Your instructions → Write out exactly the lines running from the one with "If you could point at the person in dark" to the end of the data, including both of those lines and excluding pictures.

%%

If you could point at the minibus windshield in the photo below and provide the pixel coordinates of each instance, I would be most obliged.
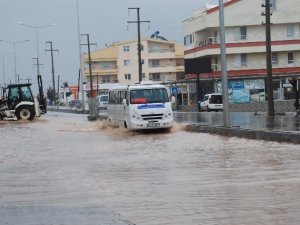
(142, 96)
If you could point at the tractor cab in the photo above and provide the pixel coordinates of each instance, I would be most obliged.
(18, 93)
(19, 103)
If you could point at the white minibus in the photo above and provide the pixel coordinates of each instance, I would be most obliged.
(139, 106)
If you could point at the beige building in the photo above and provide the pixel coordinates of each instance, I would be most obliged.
(162, 61)
(246, 47)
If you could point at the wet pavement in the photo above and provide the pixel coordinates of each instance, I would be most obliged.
(63, 170)
(248, 120)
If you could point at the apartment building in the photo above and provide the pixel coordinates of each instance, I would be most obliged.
(162, 61)
(246, 47)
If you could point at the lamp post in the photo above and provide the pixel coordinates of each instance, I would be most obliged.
(3, 68)
(80, 59)
(15, 58)
(226, 117)
(36, 28)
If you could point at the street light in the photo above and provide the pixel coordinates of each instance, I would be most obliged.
(3, 67)
(15, 58)
(36, 28)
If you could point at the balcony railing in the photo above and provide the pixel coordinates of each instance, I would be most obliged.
(161, 50)
(249, 38)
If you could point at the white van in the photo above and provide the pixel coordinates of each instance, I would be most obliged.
(212, 102)
(140, 107)
(102, 101)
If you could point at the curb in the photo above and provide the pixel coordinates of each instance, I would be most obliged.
(277, 136)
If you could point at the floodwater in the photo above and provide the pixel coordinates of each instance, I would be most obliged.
(150, 178)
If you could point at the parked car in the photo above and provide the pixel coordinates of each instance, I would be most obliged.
(211, 102)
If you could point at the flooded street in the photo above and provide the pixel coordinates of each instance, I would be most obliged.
(158, 178)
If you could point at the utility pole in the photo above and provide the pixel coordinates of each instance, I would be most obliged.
(57, 89)
(90, 62)
(139, 47)
(268, 14)
(52, 62)
(37, 62)
(226, 117)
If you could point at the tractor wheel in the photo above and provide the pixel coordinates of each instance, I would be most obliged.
(25, 113)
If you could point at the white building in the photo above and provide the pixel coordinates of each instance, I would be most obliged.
(162, 61)
(246, 47)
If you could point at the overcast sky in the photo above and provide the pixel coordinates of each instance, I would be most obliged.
(104, 20)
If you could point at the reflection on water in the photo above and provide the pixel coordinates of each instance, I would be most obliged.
(153, 178)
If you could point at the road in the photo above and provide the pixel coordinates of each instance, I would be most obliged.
(62, 169)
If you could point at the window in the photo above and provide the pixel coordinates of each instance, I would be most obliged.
(126, 62)
(188, 40)
(156, 76)
(240, 60)
(105, 79)
(290, 30)
(159, 95)
(274, 58)
(105, 65)
(273, 5)
(155, 63)
(290, 58)
(240, 33)
(127, 76)
(126, 48)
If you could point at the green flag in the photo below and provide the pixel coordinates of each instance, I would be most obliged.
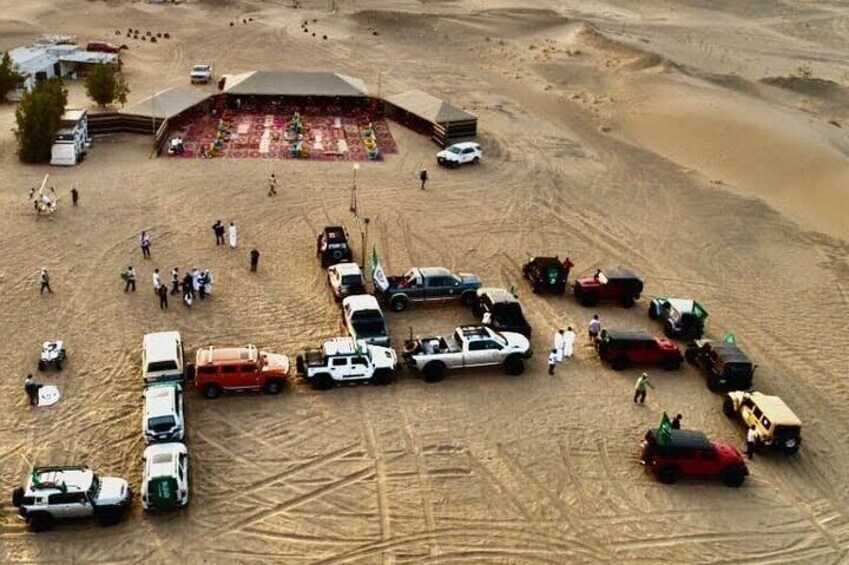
(664, 431)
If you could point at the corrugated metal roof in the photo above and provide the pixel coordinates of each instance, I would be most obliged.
(166, 103)
(294, 83)
(429, 107)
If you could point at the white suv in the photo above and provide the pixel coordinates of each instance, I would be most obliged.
(460, 154)
(165, 484)
(162, 417)
(364, 320)
(68, 493)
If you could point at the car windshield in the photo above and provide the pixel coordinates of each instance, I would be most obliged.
(94, 489)
(161, 423)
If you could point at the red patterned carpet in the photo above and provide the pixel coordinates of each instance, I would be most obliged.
(328, 134)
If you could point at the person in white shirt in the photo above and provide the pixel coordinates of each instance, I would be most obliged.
(558, 346)
(569, 342)
(752, 439)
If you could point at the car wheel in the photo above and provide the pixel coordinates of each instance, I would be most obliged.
(514, 366)
(668, 475)
(17, 497)
(212, 391)
(734, 476)
(382, 377)
(399, 303)
(40, 522)
(728, 407)
(273, 386)
(434, 372)
(322, 381)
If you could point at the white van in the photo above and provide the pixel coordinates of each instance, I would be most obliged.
(162, 358)
(162, 417)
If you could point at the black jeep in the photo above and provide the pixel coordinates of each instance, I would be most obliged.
(547, 274)
(332, 246)
(726, 366)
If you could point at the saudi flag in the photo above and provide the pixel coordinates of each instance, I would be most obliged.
(378, 277)
(664, 431)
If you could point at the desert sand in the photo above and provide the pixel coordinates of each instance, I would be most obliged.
(666, 136)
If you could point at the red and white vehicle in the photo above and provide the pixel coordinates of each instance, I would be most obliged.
(220, 369)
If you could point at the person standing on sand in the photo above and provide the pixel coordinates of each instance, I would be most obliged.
(640, 388)
(44, 280)
(254, 259)
(175, 281)
(232, 235)
(569, 342)
(218, 228)
(272, 185)
(144, 243)
(558, 345)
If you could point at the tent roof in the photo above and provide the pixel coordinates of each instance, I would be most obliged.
(166, 103)
(429, 107)
(294, 83)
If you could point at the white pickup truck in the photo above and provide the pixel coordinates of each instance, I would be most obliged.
(469, 346)
(201, 74)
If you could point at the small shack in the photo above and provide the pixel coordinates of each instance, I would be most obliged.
(426, 114)
(72, 141)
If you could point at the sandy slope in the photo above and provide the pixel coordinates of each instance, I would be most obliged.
(603, 125)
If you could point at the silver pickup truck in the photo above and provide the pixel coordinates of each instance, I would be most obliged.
(469, 346)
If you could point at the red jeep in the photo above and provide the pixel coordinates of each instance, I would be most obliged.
(239, 368)
(688, 453)
(623, 348)
(615, 285)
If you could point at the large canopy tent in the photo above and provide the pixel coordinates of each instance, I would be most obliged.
(432, 116)
(297, 87)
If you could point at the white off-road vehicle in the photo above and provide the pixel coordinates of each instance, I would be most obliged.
(165, 484)
(162, 358)
(460, 154)
(162, 415)
(343, 360)
(469, 346)
(201, 74)
(53, 494)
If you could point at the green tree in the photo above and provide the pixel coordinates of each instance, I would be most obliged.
(38, 116)
(105, 84)
(10, 79)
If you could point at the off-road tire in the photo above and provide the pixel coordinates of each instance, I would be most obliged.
(17, 497)
(734, 476)
(382, 377)
(273, 386)
(668, 475)
(399, 303)
(728, 407)
(434, 372)
(619, 364)
(212, 391)
(40, 522)
(514, 365)
(322, 381)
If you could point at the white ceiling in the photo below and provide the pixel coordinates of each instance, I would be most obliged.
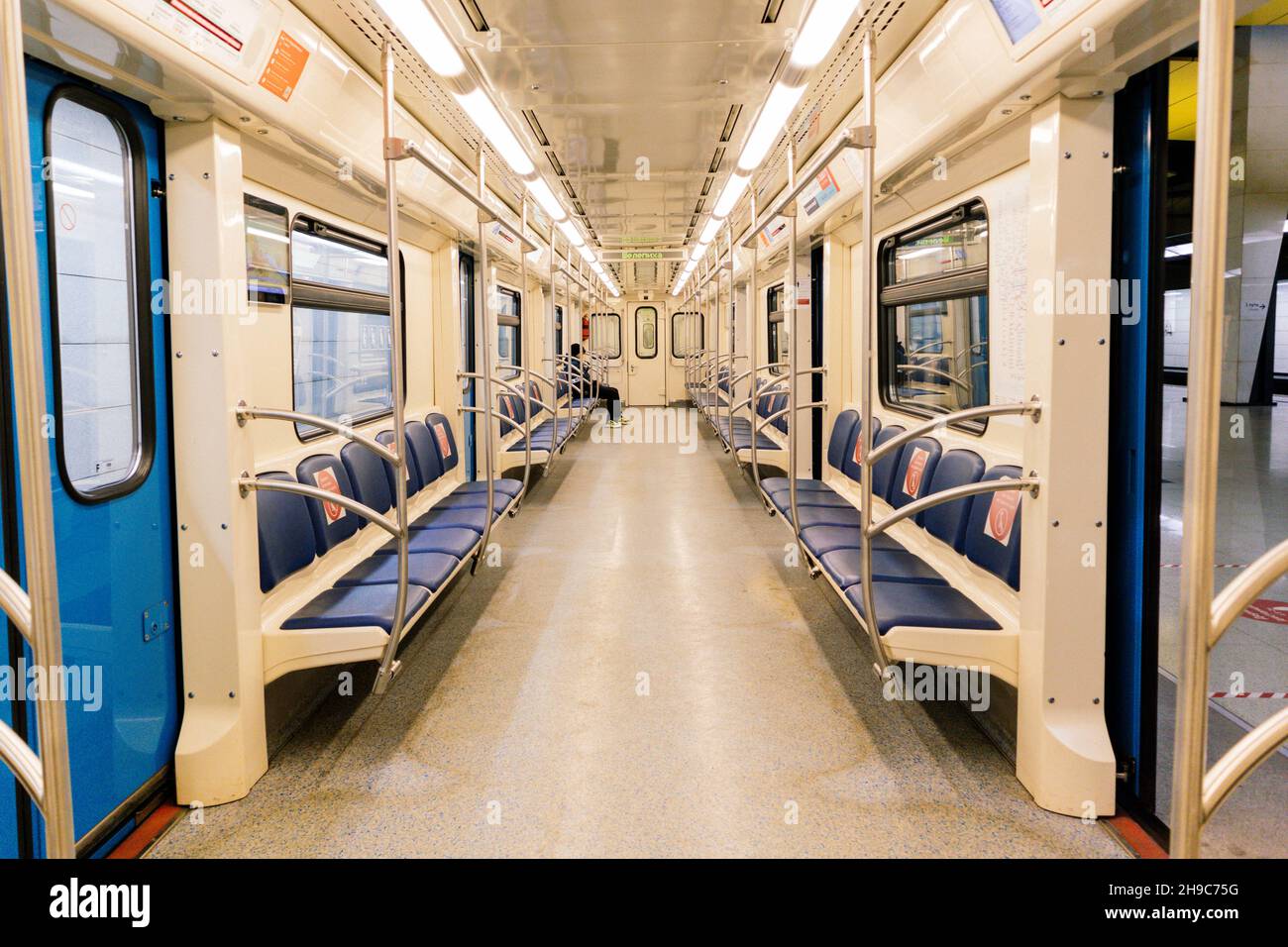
(643, 105)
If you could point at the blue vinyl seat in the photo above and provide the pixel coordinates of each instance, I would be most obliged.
(357, 605)
(915, 604)
(428, 570)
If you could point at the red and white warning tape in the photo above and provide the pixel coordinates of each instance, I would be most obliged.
(1218, 566)
(1261, 694)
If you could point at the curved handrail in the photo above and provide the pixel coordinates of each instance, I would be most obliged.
(24, 762)
(1029, 483)
(1234, 598)
(1253, 749)
(1031, 408)
(246, 412)
(910, 368)
(16, 603)
(246, 483)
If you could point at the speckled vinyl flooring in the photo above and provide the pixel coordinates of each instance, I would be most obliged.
(642, 676)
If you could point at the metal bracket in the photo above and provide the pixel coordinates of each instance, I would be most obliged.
(156, 620)
(384, 681)
(395, 150)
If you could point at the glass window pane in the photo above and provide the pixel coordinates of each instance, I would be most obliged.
(645, 333)
(320, 260)
(934, 337)
(605, 334)
(343, 364)
(97, 298)
(267, 250)
(687, 333)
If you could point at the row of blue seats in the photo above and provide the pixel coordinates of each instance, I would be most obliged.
(907, 590)
(295, 530)
(735, 432)
(549, 433)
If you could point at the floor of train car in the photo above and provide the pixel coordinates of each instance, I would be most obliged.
(1252, 515)
(518, 728)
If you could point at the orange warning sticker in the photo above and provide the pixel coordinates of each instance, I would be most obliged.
(915, 471)
(445, 445)
(326, 479)
(284, 67)
(1001, 515)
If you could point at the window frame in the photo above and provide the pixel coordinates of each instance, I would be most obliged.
(774, 318)
(617, 317)
(141, 326)
(515, 322)
(657, 326)
(334, 298)
(677, 333)
(268, 206)
(940, 287)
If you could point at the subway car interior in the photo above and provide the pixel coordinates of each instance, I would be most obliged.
(601, 428)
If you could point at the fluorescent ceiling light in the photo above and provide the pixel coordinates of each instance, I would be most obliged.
(421, 31)
(771, 121)
(823, 25)
(729, 196)
(546, 198)
(570, 230)
(481, 110)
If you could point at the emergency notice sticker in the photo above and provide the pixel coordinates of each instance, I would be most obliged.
(284, 67)
(325, 478)
(1001, 515)
(445, 445)
(915, 471)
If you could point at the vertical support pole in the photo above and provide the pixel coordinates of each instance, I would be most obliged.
(790, 318)
(754, 333)
(526, 359)
(29, 394)
(387, 661)
(733, 343)
(868, 361)
(483, 308)
(1202, 437)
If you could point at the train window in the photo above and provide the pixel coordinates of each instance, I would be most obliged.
(509, 330)
(98, 258)
(645, 333)
(268, 250)
(687, 333)
(932, 331)
(605, 334)
(342, 334)
(777, 329)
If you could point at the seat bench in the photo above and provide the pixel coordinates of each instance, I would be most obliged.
(925, 607)
(307, 543)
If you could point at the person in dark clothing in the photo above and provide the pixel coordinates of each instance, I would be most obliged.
(606, 392)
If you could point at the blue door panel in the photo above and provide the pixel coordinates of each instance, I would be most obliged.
(116, 557)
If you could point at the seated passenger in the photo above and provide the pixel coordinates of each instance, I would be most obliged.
(606, 392)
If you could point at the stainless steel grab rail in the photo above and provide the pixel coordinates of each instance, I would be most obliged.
(1031, 408)
(1020, 483)
(1198, 793)
(246, 483)
(47, 779)
(389, 664)
(246, 412)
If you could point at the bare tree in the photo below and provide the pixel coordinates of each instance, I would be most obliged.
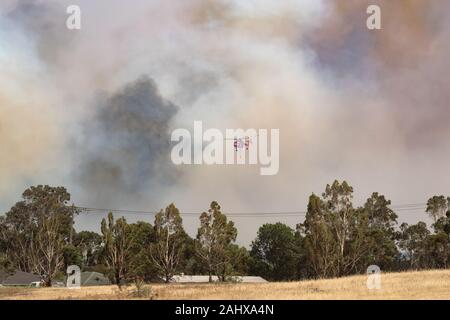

%%

Task solution →
If you could point at the person in dark clothing in the photo above and provide the pixel coordinates of each instance, I would be most obliged.
(606, 392)
If you could point at the blue door panel in the photo above and provide the pixel coordinates of each instance, I would be most obliged.
(116, 557)
If you could point at the seated passenger in the photo above and provide the pixel coordinates of each instance, I would be most obliged.
(606, 392)
If you could point at the stainless steel grab rail in the photo above and provide the pixel coordinates of each instance, I would be most obliged.
(1031, 408)
(1020, 483)
(1198, 793)
(246, 483)
(47, 779)
(389, 664)
(246, 412)
If you could point at the bare tree in the photo below and provide the pixel coordinates of each instance, I would be most obliged.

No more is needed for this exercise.